_What this task involves_:
Output exactly, with nothing added, the entries from the first line through the line with "form: [239, 297].".

_Stored entries_:
==*==
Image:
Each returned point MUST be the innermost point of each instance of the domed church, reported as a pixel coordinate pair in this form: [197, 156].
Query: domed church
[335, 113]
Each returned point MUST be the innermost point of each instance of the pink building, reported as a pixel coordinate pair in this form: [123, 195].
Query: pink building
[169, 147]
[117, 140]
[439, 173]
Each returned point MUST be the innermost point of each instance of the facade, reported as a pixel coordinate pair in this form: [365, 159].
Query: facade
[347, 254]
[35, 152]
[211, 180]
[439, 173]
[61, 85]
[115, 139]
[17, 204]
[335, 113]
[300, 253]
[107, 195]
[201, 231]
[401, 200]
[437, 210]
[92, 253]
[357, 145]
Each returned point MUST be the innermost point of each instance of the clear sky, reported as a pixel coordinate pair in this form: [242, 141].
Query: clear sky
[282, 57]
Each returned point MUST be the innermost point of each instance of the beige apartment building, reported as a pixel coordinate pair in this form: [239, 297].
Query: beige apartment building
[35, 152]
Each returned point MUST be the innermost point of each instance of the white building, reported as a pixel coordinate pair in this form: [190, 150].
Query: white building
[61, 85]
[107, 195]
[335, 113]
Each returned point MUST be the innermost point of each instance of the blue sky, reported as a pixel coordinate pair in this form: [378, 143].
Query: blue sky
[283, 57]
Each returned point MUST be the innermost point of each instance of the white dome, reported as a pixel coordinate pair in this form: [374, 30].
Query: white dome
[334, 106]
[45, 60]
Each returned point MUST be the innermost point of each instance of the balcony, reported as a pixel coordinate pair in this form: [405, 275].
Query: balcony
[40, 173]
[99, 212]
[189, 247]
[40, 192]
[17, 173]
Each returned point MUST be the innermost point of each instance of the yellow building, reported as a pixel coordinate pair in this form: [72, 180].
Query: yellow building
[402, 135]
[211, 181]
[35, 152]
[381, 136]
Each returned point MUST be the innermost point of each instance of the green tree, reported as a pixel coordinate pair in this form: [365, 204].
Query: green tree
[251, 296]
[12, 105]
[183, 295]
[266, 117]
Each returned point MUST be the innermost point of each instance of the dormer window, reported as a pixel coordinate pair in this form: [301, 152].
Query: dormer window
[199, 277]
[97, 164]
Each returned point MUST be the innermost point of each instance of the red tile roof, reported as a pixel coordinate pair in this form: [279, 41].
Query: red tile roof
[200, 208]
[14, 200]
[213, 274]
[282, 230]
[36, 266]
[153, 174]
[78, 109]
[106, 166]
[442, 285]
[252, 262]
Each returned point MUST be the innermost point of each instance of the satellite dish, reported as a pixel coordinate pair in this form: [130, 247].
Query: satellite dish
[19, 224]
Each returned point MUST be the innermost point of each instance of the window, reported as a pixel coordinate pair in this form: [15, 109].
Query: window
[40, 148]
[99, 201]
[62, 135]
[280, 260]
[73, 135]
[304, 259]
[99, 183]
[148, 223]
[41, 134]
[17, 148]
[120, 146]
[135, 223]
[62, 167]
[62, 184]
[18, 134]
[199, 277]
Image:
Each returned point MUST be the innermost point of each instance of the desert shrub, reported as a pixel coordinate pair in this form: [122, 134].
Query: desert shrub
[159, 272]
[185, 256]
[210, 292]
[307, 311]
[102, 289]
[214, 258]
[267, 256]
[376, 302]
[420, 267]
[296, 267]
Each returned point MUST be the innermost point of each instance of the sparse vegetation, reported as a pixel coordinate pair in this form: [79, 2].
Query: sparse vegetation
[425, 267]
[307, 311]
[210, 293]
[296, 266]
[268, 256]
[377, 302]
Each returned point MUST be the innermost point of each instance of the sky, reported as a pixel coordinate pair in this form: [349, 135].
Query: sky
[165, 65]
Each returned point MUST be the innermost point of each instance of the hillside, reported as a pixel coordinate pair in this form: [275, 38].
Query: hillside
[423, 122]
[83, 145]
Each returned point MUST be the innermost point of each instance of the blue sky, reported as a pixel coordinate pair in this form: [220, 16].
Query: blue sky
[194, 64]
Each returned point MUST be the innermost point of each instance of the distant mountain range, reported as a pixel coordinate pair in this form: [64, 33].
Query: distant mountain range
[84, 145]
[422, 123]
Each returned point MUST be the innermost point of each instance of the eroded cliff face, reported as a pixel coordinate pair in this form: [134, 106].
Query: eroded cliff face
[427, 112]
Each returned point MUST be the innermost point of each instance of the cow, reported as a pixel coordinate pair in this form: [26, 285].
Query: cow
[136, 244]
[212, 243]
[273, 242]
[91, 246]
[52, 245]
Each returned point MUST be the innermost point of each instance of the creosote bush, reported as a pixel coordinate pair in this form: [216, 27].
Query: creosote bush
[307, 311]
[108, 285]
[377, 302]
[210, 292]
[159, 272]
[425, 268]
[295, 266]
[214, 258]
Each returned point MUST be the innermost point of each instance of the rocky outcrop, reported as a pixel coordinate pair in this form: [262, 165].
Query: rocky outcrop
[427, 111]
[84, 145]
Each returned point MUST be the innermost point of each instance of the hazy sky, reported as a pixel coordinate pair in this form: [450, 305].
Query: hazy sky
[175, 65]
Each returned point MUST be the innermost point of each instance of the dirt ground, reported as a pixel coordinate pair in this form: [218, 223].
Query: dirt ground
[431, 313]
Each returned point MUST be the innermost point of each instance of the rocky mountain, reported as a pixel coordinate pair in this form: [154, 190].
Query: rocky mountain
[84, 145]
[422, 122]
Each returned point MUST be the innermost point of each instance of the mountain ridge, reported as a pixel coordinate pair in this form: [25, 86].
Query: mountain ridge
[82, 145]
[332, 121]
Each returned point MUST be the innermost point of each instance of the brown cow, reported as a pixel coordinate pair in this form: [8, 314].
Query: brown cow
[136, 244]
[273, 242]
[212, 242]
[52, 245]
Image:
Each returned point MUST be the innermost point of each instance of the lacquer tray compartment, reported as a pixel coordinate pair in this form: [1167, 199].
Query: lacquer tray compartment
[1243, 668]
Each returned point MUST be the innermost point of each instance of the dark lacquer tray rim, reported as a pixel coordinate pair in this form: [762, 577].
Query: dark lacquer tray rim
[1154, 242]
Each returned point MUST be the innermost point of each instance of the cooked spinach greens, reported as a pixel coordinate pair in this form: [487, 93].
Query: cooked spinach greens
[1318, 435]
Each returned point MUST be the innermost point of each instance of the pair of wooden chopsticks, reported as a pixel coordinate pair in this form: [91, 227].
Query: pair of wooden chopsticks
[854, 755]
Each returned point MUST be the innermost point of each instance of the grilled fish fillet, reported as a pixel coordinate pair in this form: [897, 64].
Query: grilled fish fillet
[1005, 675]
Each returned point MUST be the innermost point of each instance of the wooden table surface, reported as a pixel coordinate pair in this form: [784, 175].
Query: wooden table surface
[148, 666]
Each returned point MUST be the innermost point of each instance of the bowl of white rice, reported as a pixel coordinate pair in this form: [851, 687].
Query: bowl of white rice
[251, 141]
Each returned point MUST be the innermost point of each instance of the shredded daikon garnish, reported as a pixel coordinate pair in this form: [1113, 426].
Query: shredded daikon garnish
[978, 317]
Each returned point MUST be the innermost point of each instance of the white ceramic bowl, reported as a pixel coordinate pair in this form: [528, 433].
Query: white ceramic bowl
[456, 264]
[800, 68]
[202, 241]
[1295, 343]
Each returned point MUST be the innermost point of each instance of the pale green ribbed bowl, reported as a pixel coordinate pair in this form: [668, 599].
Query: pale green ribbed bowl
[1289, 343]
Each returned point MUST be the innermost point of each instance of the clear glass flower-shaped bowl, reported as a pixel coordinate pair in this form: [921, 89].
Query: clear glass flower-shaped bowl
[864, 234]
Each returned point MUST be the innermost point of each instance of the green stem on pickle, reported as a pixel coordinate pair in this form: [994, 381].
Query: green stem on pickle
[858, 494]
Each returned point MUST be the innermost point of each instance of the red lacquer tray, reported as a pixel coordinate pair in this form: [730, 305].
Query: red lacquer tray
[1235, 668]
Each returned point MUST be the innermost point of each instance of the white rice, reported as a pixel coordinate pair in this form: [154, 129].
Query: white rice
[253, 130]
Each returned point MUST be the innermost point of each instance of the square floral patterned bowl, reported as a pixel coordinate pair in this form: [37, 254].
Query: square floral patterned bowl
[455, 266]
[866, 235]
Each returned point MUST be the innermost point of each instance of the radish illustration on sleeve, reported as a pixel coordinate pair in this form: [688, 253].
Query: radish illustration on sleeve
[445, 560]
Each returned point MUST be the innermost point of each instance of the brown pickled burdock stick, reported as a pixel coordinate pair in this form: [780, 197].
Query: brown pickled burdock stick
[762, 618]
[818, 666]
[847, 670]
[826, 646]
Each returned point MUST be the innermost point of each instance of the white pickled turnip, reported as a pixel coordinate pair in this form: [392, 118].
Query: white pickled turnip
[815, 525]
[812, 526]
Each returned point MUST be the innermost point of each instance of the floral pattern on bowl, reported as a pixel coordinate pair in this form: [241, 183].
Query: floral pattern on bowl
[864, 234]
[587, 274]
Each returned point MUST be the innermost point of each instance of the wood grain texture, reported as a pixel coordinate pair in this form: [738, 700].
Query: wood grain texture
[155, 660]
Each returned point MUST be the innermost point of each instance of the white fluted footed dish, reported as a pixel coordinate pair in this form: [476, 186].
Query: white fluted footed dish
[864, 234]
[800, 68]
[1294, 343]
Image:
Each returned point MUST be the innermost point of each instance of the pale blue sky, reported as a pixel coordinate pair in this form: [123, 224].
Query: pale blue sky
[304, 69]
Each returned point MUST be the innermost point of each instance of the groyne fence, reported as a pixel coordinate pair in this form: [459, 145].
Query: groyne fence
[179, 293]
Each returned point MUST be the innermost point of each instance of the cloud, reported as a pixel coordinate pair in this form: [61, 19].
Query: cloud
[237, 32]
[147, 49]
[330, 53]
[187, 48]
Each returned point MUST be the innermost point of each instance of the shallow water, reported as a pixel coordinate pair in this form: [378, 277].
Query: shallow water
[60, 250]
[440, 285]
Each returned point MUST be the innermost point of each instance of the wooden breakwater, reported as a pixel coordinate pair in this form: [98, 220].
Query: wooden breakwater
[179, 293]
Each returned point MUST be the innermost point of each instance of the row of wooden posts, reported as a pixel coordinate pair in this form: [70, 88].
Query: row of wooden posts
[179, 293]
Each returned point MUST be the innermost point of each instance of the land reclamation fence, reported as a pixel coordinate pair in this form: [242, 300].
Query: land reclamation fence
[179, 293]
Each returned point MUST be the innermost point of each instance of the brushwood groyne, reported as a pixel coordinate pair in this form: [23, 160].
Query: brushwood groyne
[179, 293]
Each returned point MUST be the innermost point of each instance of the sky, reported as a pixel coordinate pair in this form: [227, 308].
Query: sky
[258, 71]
==*==
_Response to this exercise_:
Image:
Each returned point MUST be the innermost point of each instance of the domed church, reported as a pixel coordinate pair in this form: [197, 156].
Query: domed church
[335, 113]
Each returned point MUST be the innermost point of each instance of the pink building, reported as a pixel coordinate pair in this form: [123, 195].
Query: pink building
[169, 147]
[117, 140]
[439, 173]
Each returned point MUST be the innermost point of each instance of the facade, reported as a pixel coordinate pair in this form: [365, 159].
Query: facade
[347, 254]
[35, 152]
[211, 180]
[439, 173]
[61, 85]
[115, 139]
[17, 204]
[335, 113]
[300, 253]
[107, 195]
[201, 231]
[401, 200]
[437, 210]
[92, 253]
[357, 145]
Each returned point MUST be the innermost point of each instance of the clear sky, reported as a pixel coordinate pair in this form: [242, 141].
Query: clear sky
[282, 57]
Each returned point MUST be the innermost point of each instance of the beige apartment building, reported as a pixel coordinate pair in this form: [239, 297].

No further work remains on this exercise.